_Quoted passage_:
'''

Risk assessment and risk control of OP pesticides in animal husbandry with particular reference to Scotland
Scottish research relates to two projects:
- one on crofting (with some exploration of sheep dipping) that began 12 months ago and will be completed for publication/peer review in 12 months. This includes detailed work on occupational health and safety records.
- one on reporting of Scottish pesticide poisoning which aims to examine all official data available over last 10 years. This should also be complete in about 12 months for peer review and publication.
Assumptions are made about the strength of the evidence base for regulating and then continuing to approve pesticides such as OPs in the UK. Recent important research by Dr Clare Fairclough from Sussex University has shown how the basis for OP regulation and risk assessment in the UK often lacked rigour and drew conclusions about low level risk that were not justified either by the literature or the absence of literature in some areas.
The UK still lacks a proper, transparent and truly open pesticide regulation system that can be scrutinised. OP regulation illustrates this very well despite protestations to the contrary by scientific civil servants, politicians and industry. The current official reasoning for approving or continuing to approve OPs is not fully available. There is still a fragmentation of OP risk assessment and control: evidence about usage problems apparently fails to influence stricter regulation ‘upstream’ in terms of approvals. Some public groups are highly sceptical of the regulation, pesticide poisoning reporting and enforcement activity in the UK based on their personal experiences. This is observational and not anecdotal evidence and so should form part of the risk assessment and risk management decisions relating to OPs.

'''

_Work order 1_:
Copy out the passage on OP pesticides above word for word, starting with "- one on reporting" and going on through "in some areas.".
_Work order 2_:
Write the next part of the passage on OP pesticides above, continuing on from its final sentence.

_Listed records_:
'''

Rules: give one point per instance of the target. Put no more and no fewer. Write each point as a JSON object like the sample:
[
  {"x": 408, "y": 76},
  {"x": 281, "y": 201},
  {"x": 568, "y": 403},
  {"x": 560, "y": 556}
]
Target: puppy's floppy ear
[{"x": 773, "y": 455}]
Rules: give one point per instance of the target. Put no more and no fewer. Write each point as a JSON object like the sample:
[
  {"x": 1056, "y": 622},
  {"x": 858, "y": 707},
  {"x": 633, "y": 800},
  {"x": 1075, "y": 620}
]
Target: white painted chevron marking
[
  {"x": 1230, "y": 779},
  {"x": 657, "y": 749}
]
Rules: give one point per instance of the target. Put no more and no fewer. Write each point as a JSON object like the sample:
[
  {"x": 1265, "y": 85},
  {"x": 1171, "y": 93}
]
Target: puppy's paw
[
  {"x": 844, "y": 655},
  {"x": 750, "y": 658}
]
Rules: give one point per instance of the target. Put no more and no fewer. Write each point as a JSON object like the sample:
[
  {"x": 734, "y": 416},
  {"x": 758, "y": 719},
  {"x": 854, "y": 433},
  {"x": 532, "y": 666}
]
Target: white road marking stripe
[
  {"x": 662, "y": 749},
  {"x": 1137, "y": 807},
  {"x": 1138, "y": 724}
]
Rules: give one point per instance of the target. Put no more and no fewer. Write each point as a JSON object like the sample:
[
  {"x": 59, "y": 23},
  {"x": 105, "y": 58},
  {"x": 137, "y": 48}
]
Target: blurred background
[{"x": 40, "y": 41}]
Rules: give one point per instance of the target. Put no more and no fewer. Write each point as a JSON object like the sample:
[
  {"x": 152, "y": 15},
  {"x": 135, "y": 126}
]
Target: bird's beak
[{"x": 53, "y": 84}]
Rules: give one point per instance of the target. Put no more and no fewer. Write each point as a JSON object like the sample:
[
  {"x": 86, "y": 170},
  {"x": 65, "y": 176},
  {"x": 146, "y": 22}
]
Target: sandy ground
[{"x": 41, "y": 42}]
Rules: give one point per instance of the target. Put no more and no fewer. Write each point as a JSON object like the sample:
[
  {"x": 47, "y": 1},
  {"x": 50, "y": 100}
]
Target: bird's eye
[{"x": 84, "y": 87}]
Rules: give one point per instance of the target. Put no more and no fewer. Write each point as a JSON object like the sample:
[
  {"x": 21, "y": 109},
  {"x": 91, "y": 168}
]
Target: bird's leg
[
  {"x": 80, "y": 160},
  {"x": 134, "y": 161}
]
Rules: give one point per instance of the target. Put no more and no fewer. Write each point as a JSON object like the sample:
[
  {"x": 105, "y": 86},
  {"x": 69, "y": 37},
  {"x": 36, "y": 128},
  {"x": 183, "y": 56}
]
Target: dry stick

'''

_Response box 1_:
- one on reporting of Scottish pesticide poisoning which aims to examine all official data available over last 10 years. This should also be complete in about 12 months for peer review and publication.
Assumptions are made about the strength of the evidence base for regulating and then continuing to approve pesticides such as OPs in the UK. Recent important research by Dr Clare Fairclough from Sussex University has shown how the basis for OP regulation and risk assessment in the UK often lacked rigour and drew conclusions about low level risk that were not justified either by the literature or the absence of literature in some areas.

_Response box 2_:
Opportunities for regulators to explain fully why they have accepted data and papers that indicate OP safety and apparently fail to act on papers that continue to document evidence about human health, have been avoided. This avoidance tends to confirm public suspicions about the OP chemical group. Very recent studies from the USA National Cancer Institute, from Manchester University, Liverpool University and Plymouth University have all recently provided evidence for growing concern about OP exposure beyond just narrow neurological effects because of links with certain cancers, susceptibility after OP exposures, effects on the immune system, and possible adverse environmental effects.
Information on the Scottish experience of OP usage provides examples and evidence of:
- a mismatch in a number of cases between users’ reports of suspected exposures and official recording of exposures. Hence there are indications of under-reporting of OP cases
- a wide gap between the regulators’ perceptions of how OPs are or were used and how they are or were in fact being used. This applies to past usage of OPs such as phosmet on cattle and current usage of OPs in sheep dipping
- an inability of the ‘system’ to investigate some reported cases of possible sheep dip poisoning and hence the lack of meaningful and useful early biological monitoring, tracking and support for those exposed
- a reluctance and sometimes refusal by officials to pursue cases of OP exposure reported to them linked to major and serious breaches of health and safety regulation by employers.